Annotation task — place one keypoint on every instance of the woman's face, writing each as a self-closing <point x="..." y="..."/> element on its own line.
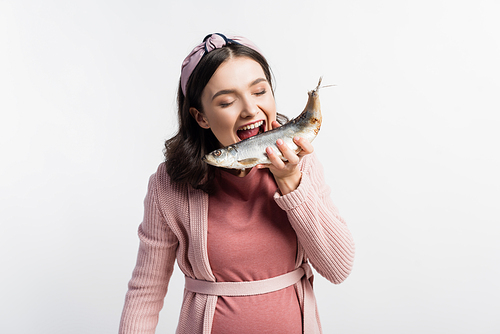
<point x="237" y="102"/>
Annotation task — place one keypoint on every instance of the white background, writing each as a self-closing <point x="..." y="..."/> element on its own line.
<point x="409" y="143"/>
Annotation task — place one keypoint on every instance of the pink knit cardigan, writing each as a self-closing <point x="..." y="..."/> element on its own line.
<point x="175" y="227"/>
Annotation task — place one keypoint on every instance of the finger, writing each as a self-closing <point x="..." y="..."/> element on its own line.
<point x="289" y="154"/>
<point x="304" y="144"/>
<point x="275" y="125"/>
<point x="274" y="158"/>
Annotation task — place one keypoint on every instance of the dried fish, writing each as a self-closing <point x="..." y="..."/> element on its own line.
<point x="252" y="151"/>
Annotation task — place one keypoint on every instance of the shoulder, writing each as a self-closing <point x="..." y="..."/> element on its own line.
<point x="168" y="192"/>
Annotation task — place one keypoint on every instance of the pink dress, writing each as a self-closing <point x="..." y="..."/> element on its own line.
<point x="250" y="238"/>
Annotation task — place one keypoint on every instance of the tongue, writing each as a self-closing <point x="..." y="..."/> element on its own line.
<point x="244" y="134"/>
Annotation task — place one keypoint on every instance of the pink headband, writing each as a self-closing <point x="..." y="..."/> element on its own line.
<point x="210" y="42"/>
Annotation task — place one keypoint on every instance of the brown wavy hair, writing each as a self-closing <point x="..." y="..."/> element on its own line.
<point x="183" y="152"/>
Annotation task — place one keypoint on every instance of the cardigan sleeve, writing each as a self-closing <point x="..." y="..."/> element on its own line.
<point x="154" y="267"/>
<point x="320" y="229"/>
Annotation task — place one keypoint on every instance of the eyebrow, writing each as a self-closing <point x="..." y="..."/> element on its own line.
<point x="230" y="91"/>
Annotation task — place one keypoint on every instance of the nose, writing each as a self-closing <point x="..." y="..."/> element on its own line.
<point x="249" y="108"/>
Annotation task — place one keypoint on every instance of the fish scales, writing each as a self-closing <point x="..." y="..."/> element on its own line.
<point x="252" y="151"/>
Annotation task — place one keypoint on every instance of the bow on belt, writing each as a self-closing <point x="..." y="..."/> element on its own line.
<point x="248" y="288"/>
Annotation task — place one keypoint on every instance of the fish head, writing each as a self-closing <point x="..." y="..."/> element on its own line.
<point x="222" y="157"/>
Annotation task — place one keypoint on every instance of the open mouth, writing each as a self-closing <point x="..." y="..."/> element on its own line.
<point x="251" y="130"/>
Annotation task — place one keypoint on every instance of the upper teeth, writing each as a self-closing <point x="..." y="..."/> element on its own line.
<point x="252" y="126"/>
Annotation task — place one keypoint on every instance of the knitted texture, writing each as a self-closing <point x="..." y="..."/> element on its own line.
<point x="175" y="227"/>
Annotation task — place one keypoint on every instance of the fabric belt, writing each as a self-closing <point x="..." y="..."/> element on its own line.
<point x="249" y="288"/>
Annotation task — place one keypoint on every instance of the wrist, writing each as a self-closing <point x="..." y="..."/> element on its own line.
<point x="288" y="184"/>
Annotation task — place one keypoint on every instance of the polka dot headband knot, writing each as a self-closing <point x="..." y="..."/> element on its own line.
<point x="210" y="43"/>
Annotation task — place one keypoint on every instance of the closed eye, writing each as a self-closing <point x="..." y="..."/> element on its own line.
<point x="225" y="104"/>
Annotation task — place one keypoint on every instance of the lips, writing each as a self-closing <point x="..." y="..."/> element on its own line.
<point x="250" y="130"/>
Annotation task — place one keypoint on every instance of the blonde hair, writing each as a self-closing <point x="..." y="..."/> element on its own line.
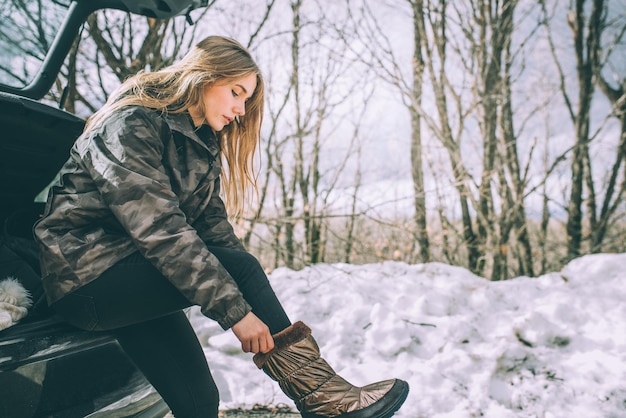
<point x="179" y="87"/>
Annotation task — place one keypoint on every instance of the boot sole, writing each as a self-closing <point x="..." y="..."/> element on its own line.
<point x="384" y="408"/>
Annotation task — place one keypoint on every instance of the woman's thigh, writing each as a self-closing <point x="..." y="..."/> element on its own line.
<point x="130" y="292"/>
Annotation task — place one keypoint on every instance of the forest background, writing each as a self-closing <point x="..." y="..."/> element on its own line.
<point x="487" y="134"/>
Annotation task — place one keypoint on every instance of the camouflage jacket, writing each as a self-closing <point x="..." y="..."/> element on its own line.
<point x="142" y="181"/>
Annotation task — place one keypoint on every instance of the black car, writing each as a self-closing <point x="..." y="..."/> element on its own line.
<point x="48" y="368"/>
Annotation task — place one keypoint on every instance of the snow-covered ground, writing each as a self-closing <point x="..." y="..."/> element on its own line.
<point x="549" y="347"/>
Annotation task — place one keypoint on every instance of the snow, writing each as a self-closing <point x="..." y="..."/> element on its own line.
<point x="552" y="346"/>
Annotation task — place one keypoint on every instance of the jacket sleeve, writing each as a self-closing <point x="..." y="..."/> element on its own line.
<point x="125" y="161"/>
<point x="213" y="225"/>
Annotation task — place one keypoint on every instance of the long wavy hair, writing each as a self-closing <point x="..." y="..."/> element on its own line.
<point x="179" y="87"/>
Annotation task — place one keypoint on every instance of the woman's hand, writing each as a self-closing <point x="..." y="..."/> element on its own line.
<point x="254" y="335"/>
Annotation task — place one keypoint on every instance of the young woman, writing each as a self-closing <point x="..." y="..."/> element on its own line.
<point x="136" y="230"/>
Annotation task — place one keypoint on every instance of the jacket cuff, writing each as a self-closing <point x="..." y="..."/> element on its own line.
<point x="234" y="315"/>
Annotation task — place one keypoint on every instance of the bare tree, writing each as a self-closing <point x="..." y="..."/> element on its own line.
<point x="587" y="21"/>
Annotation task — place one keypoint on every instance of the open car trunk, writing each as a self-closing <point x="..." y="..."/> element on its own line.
<point x="47" y="367"/>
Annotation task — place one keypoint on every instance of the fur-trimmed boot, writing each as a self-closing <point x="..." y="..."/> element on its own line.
<point x="317" y="390"/>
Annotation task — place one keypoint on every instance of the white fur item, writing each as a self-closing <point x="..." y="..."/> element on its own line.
<point x="14" y="302"/>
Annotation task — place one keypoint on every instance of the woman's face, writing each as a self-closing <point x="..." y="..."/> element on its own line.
<point x="223" y="101"/>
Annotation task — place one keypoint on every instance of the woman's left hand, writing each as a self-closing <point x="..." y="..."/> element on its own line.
<point x="254" y="335"/>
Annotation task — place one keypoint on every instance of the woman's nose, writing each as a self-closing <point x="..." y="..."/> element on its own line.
<point x="240" y="109"/>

--------------------

What the task requires =>
The lines to reproduce run from the line containing "the open car" to the end of the listing; write them out exactly and add nothing.

Written answer =>
Annotation task — place one keypoint on every instance of the open car trunk, writing each as a self-closing <point x="..." y="..."/> element on its own line.
<point x="47" y="367"/>
Annotation task — place one keypoint on every instance of the fur-trimmed boot, writing each as a self-closing <point x="..." y="..."/> element on its own line.
<point x="317" y="390"/>
Annotation task — place one keypoint on every instance of the white fur item, writing each as a self-closing <point x="..." y="..."/> element on its own line.
<point x="14" y="302"/>
Annotation task — place one keypoint on every instance of the woman's face, writing each as a self-closing <point x="..." y="..."/> element on its own line.
<point x="223" y="101"/>
Annotation task — place one keypoint on every instance of the woman's left hand, writing each as a self-closing <point x="..." y="..."/> element on its own line.
<point x="254" y="335"/>
Annotation task — place one keypoint on every instance of the woman's nose, writing each as a self-closing <point x="..." y="..."/> element on its own line.
<point x="240" y="109"/>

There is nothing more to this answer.